START Data to use

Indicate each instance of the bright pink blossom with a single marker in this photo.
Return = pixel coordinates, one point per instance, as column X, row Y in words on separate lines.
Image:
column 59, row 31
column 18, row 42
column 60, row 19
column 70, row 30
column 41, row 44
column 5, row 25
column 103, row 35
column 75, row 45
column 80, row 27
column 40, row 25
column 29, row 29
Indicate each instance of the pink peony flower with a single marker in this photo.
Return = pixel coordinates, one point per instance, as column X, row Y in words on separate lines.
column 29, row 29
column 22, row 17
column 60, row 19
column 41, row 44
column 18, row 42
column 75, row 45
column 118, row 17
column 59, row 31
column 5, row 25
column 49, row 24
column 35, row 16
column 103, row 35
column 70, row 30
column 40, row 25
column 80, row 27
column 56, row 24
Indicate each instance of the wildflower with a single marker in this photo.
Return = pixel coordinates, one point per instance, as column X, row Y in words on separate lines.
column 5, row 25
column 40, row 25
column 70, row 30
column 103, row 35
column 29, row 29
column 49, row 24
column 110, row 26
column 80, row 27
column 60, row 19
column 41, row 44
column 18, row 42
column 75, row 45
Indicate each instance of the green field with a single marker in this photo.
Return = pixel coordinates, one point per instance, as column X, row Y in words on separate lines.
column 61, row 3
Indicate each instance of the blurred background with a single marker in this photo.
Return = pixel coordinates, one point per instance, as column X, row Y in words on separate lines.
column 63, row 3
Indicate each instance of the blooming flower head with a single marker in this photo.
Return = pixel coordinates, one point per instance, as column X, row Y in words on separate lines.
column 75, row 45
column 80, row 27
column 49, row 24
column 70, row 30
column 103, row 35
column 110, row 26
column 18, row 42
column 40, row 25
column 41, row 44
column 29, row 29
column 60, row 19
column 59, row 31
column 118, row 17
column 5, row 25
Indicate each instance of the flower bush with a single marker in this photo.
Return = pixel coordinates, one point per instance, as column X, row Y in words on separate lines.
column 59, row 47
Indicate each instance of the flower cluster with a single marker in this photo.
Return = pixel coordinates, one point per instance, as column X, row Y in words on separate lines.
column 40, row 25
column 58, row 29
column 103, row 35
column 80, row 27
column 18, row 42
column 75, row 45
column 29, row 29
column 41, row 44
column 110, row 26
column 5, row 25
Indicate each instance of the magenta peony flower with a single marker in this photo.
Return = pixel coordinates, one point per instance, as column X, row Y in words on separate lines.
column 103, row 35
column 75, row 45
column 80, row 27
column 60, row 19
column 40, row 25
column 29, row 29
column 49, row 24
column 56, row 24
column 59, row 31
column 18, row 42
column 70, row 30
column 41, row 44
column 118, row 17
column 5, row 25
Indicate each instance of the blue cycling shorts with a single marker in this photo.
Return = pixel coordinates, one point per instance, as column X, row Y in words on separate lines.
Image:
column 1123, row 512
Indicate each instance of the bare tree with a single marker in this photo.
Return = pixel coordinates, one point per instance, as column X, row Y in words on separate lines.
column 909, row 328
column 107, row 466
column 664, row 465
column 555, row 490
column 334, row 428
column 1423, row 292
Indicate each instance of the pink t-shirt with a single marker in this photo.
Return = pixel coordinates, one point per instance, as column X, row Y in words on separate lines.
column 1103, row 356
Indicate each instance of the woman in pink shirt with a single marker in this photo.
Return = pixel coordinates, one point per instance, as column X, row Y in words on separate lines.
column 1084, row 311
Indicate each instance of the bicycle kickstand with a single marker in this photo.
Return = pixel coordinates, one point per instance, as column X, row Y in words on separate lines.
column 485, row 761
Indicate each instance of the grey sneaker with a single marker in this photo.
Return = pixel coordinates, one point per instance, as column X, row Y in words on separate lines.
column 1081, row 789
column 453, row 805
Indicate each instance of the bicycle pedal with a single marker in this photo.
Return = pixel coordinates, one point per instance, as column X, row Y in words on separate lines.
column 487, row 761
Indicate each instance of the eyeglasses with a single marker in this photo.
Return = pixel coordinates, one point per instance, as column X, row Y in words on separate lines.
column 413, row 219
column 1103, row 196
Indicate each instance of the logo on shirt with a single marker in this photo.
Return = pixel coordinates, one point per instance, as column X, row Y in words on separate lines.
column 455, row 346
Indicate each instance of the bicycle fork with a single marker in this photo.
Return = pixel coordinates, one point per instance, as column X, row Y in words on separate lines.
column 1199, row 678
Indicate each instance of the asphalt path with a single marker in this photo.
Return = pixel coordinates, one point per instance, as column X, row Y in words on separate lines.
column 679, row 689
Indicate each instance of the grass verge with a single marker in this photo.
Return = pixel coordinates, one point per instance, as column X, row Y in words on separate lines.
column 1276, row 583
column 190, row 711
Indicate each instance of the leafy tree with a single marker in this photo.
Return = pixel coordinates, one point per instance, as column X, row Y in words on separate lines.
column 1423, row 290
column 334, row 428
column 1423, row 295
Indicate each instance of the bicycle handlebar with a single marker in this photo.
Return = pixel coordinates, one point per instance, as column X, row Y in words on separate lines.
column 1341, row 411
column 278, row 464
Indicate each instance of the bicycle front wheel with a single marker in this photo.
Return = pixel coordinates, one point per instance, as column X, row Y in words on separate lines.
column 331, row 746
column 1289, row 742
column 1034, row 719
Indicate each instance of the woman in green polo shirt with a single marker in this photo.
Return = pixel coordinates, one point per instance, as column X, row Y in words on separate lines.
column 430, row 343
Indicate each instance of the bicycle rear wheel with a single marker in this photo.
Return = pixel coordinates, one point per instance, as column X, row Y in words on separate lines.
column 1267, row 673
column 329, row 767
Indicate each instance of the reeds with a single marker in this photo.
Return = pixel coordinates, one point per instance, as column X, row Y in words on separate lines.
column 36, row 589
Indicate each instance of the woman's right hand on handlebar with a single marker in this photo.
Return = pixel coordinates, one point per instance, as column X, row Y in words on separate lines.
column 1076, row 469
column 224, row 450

END Data to use

▶ **Set exercise**:
Please swap "single marker" for "single dot" throughout all the items above, keeping every other word and line unchanged.

▶ **Solution to this exercise**:
Indicate each instance of the bright pink blossom with a single dot in this photo.
Return = pixel coordinates, one point per instance, as column X, row Y in words on separate lines.
Image:
column 59, row 31
column 18, row 42
column 60, row 19
column 70, row 30
column 41, row 44
column 5, row 25
column 103, row 35
column 75, row 45
column 80, row 27
column 40, row 25
column 29, row 29
Indicate each instance of the pink peony flower with a single dot in this photo.
Return = pixel coordinates, one point per instance, as column X, row Y in words on separate lines.
column 29, row 29
column 22, row 17
column 60, row 19
column 41, row 44
column 18, row 42
column 75, row 45
column 118, row 17
column 59, row 31
column 5, row 25
column 49, row 24
column 35, row 16
column 103, row 35
column 70, row 30
column 40, row 25
column 80, row 27
column 56, row 24
Indicate each instance of the wildflower with a single dot in this photo.
Return = pixel coordinates, one point per instance, as column X, row Y in words on separate lines.
column 5, row 25
column 40, row 25
column 70, row 30
column 103, row 35
column 29, row 29
column 49, row 24
column 110, row 26
column 80, row 27
column 60, row 19
column 41, row 44
column 18, row 42
column 75, row 45
Indicate each instance of the green field with a single dot in this photo.
Return = pixel coordinates, one point per instance, as column X, row Y in words on separate lines.
column 61, row 3
Indicate each instance of the blurred background with a single dot in this photo.
Return = pixel coordinates, one point per instance, as column X, row Y in words on separate lines.
column 63, row 3
Indicate each instance of the blooming flower head with a single dot in this photo.
Return = pixel coordinates, one point per instance, as column X, row Y in words on separate lines.
column 75, row 45
column 80, row 27
column 49, row 24
column 70, row 30
column 103, row 35
column 110, row 26
column 18, row 42
column 40, row 25
column 41, row 44
column 29, row 29
column 60, row 19
column 59, row 31
column 118, row 17
column 5, row 25
Indicate each instance of the flower bush with a single dot in this photo.
Return = pixel coordinates, one point per instance, as column X, row Y in words on separate lines.
column 59, row 47
Indicate each instance of the flower cluster with a single dot in this photo.
Return = pixel coordinates, one point per instance, as column X, row Y in words on separate lines.
column 40, row 25
column 58, row 29
column 103, row 35
column 80, row 27
column 18, row 42
column 75, row 45
column 29, row 29
column 41, row 44
column 110, row 26
column 5, row 25
Indicate each instance of the magenta peony flower with a single dot in this photo.
Return = pixel coordinates, one point per instance, as column X, row Y in words on separate lines.
column 103, row 35
column 75, row 45
column 80, row 27
column 60, row 19
column 40, row 25
column 29, row 29
column 49, row 24
column 56, row 24
column 59, row 31
column 18, row 42
column 70, row 30
column 41, row 44
column 118, row 17
column 5, row 25
Indicate each instance of the blue cycling shorts with a single dot in this photo.
Return = pixel coordinates, one point per instance, as column X, row Y in words on separate lines.
Image:
column 1123, row 512
Indicate each instance of the bare tree with a single dot in this photo.
Return = pixel coordinates, one point per instance, as column X, row Y in words on separate lines.
column 909, row 328
column 107, row 466
column 664, row 465
column 555, row 490
column 334, row 428
column 1423, row 292
Indicate each instance of the pink t-shirt with a single dot in this photo.
Return = pixel coordinates, one point per instance, as column X, row Y in words on separate lines.
column 1103, row 356
Indicate each instance of the woman in pink shirt with a single dot in this photo.
Return = pixel coordinates, one point per instance, as column X, row Y in words on separate lines.
column 1084, row 311
Indicate each instance of the bicycle kickstand with a single dot in this photo.
Return = pixel coordinates, one point per instance, as column X, row Y in words on separate lines.
column 485, row 761
Indicate each instance of the grey sneaker with a single dot in this photo.
Return = pixel coordinates, one point per instance, as column X, row Y in words on separate lines.
column 1081, row 789
column 453, row 805
Indicate each instance of the bicycle pedal with a single dot in this photo.
Return = pixel coordinates, one point per instance, as column X, row Y in words on separate lines.
column 487, row 761
Indicate each instance of the eyeglasses with a single dot in this photo.
Return = pixel coordinates, one point per instance, as column X, row Y in words on separate lines.
column 413, row 219
column 1103, row 196
Indicate each instance of the logo on shirt with a single dot in this photo.
Return = pixel coordinates, one point per instance, as column X, row Y in words on separate lines.
column 455, row 346
Indicate each instance of the bicycle fork with a single dot in this photo.
Return = pixel coordinates, one point per instance, as column X, row Y in words on separate lines.
column 1199, row 678
Indicate each instance of the asphalt path with a single dot in this photo.
Return = pixel coordinates, one point per instance, as column X, row Y in words on separate lines.
column 679, row 689
Indicate each instance of the grass verge with a single dot in this photo.
Return = pixel coordinates, one point per instance, as column X, row Y in words on separate lines.
column 1276, row 583
column 190, row 711
Indicate each instance of the leafy tree with a single dot in this photo.
Return = pixel coordinates, one point per instance, as column X, row Y in words on separate lines.
column 1423, row 290
column 334, row 428
column 1423, row 295
Indicate each instance of the bicycle handlebar with a single dot in this photo.
Return = pixel coordinates, one point per instance, as column X, row Y in words on separate lines.
column 1341, row 411
column 278, row 464
Indicate each instance of the bicycle front wheel with a single dot in this photo.
Return = pixel coordinates, one point per instance, as column X, row Y in words on separate lines.
column 331, row 746
column 1289, row 742
column 1034, row 719
Indicate each instance of the woman in green polo shirt with a single dot in this photo.
Return = pixel coordinates, one point per instance, as column X, row Y in words on separate lines.
column 430, row 343
Indicate each instance of the bicycle rear wheel with a single dot in this photo.
Return = pixel coordinates, one point per instance, as column X, row Y in words on separate lines.
column 1267, row 673
column 329, row 767
Indicate each instance of the reeds with a single dot in this photo.
Return = pixel coordinates, one point per instance, as column X, row Y in words on separate lines.
column 36, row 589
Indicate each instance of the woman's right hand on handlebar with a single dot in this photo.
Return = pixel coordinates, one point per instance, as column X, row Y in words on separate lines.
column 1076, row 469
column 224, row 450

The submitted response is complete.